Collected data entries:
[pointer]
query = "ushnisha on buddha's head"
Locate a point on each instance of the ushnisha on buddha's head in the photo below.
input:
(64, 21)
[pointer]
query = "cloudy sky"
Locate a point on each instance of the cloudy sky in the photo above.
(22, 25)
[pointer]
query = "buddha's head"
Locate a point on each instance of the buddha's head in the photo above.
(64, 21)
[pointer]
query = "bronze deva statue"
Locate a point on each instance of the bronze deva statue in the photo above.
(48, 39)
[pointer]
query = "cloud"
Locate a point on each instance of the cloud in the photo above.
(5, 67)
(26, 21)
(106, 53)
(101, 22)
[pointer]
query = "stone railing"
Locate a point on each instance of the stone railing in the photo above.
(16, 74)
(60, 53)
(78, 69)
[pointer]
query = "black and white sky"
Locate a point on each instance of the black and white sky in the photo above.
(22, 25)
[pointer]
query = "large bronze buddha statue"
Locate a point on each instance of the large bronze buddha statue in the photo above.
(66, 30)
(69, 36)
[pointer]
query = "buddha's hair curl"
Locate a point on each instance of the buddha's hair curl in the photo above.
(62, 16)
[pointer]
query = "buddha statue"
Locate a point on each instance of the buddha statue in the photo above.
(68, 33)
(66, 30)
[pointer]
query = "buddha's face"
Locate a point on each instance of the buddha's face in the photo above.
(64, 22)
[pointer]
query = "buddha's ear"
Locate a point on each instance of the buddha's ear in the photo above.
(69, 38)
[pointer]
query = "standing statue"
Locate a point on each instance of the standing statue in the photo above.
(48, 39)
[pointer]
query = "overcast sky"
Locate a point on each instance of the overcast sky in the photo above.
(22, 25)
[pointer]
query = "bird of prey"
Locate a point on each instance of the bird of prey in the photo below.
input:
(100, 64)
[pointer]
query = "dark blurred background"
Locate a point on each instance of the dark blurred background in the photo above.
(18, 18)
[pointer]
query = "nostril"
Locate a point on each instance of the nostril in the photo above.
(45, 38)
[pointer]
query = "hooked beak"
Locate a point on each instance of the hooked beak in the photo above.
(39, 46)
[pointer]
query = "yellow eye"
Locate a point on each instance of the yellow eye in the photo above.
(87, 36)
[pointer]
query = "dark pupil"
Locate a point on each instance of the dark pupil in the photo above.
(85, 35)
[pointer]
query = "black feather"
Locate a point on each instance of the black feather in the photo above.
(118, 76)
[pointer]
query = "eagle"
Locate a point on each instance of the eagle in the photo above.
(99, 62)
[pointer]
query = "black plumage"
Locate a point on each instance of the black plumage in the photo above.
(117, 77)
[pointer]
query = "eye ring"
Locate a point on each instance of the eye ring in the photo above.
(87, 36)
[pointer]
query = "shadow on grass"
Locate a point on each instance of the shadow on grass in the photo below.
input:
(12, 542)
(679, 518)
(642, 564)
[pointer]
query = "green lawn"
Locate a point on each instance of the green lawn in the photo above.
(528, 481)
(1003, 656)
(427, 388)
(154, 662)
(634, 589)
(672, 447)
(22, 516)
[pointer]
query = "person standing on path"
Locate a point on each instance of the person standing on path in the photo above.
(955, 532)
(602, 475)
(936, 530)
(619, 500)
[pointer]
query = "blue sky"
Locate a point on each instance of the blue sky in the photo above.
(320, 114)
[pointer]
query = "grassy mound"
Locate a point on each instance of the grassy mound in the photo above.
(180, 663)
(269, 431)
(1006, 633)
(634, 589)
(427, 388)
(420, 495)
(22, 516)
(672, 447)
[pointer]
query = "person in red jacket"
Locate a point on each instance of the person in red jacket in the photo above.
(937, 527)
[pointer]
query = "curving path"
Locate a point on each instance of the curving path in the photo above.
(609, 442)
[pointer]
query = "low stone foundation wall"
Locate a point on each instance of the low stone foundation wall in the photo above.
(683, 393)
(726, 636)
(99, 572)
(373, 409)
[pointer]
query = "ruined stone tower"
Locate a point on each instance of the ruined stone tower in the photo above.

### [INSTRUCTIONS FOR THE TASK]
Pull out each line above that contains the string "ushnisha". Case matters.

### [THE SOLUTION]
query = "ushnisha on buddha's head"
Locate a point on each instance of the ushnisha on buddha's head in the photo below.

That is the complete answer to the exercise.